─── Material provided

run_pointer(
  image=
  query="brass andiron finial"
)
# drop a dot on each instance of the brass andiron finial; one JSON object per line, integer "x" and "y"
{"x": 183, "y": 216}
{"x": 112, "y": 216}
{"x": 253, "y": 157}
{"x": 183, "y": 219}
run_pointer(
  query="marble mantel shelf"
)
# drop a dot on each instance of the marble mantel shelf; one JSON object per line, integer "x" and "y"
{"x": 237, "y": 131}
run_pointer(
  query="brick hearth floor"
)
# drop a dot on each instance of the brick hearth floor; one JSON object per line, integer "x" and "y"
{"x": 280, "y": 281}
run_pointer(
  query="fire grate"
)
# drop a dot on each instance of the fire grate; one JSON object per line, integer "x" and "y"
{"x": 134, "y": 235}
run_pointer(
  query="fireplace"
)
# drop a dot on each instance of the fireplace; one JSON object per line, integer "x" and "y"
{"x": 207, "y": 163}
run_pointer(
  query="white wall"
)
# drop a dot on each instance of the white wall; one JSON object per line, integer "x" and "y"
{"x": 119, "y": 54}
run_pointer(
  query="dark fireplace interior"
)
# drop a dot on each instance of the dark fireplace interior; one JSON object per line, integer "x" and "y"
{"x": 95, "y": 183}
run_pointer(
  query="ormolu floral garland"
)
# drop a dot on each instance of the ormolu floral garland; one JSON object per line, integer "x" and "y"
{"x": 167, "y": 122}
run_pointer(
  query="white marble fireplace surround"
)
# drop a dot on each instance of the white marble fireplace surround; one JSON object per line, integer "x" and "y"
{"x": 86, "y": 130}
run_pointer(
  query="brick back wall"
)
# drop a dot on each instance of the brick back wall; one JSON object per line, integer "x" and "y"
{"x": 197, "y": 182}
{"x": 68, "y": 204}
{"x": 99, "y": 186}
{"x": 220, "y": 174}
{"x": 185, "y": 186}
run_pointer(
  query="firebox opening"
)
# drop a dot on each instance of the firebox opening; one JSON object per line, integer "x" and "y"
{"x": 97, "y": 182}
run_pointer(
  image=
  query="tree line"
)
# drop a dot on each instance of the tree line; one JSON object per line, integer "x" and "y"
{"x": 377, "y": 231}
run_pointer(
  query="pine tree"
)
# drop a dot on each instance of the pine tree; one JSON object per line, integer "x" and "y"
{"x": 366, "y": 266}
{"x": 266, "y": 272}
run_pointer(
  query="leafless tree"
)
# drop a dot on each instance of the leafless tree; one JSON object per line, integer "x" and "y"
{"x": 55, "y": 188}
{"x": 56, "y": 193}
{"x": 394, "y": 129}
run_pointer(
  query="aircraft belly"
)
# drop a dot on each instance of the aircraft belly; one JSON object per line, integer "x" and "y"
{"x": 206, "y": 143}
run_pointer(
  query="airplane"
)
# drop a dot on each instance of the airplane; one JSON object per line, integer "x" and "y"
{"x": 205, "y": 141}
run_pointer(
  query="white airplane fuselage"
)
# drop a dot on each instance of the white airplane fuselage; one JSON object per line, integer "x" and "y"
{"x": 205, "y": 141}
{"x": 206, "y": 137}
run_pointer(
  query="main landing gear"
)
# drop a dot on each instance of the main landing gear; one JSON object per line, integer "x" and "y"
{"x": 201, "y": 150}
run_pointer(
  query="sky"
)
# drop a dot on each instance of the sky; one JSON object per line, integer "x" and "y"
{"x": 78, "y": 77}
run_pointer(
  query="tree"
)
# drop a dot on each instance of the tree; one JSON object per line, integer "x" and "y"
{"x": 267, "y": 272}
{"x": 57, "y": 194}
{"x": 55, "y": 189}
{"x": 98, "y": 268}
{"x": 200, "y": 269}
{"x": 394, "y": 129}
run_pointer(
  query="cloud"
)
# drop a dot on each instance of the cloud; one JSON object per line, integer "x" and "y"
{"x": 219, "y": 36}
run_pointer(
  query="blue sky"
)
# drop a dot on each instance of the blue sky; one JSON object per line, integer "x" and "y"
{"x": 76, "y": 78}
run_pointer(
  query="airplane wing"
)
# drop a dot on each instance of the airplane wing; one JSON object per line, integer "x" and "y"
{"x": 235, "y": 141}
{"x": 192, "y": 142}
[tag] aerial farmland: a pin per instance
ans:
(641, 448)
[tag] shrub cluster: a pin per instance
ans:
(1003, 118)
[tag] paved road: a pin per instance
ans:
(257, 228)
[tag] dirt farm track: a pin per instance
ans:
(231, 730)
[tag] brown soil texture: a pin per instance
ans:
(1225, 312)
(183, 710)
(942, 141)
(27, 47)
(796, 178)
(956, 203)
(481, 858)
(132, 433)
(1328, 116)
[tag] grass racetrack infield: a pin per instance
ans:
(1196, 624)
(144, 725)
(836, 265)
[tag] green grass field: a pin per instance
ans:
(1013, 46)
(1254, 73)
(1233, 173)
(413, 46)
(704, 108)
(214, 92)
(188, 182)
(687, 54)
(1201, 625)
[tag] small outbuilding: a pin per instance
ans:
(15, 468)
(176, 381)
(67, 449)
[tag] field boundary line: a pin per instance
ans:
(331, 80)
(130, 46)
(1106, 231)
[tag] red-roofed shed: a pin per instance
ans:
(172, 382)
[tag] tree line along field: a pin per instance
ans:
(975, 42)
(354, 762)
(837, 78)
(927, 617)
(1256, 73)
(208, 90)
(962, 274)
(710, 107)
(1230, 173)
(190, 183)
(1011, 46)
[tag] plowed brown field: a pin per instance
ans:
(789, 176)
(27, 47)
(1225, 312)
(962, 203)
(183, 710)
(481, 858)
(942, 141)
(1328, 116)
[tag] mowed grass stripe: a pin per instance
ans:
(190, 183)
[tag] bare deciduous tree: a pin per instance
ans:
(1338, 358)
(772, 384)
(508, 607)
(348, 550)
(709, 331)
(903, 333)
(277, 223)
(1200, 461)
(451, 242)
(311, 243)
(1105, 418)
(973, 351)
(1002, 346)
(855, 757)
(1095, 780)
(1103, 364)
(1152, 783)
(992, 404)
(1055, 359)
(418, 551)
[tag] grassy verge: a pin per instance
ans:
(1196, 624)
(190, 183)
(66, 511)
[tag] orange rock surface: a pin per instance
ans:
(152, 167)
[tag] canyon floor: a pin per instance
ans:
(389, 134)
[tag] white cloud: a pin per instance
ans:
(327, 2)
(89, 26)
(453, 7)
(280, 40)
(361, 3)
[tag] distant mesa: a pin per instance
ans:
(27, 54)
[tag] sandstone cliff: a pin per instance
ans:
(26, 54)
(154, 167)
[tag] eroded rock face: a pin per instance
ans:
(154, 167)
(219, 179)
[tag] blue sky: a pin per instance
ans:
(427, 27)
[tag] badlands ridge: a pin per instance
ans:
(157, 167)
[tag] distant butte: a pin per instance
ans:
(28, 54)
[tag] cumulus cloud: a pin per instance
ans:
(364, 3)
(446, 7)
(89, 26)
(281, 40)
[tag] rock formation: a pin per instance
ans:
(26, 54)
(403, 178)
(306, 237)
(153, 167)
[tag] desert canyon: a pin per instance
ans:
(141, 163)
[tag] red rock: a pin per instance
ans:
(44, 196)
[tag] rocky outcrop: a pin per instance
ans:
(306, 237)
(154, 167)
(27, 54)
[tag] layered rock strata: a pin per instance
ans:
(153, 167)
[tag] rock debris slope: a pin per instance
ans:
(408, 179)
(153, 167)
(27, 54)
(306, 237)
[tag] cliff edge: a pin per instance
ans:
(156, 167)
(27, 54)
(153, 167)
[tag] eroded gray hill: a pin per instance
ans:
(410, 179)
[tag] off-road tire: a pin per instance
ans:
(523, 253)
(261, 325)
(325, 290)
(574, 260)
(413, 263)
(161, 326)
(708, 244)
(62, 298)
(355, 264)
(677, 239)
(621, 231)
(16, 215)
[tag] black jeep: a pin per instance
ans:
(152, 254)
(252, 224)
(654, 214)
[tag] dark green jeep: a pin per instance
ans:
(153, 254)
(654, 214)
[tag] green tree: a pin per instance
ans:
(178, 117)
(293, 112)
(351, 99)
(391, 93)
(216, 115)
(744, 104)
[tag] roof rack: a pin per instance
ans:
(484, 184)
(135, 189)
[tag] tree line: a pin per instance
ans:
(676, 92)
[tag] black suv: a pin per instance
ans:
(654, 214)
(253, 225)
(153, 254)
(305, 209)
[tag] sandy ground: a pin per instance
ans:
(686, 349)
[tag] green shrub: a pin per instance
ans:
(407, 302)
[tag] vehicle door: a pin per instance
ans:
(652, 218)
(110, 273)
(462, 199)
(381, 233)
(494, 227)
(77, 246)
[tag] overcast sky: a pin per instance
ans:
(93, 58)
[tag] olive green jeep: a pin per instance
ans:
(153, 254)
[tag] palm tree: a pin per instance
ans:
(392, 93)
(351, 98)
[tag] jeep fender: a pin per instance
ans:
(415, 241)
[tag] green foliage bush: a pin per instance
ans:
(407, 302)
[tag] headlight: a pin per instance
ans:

──────

In the listing above, find every line with the word "canyon" and copy it out.

[tag] canyon floor: a pin per instance
[tag] desert canyon: a pin per instance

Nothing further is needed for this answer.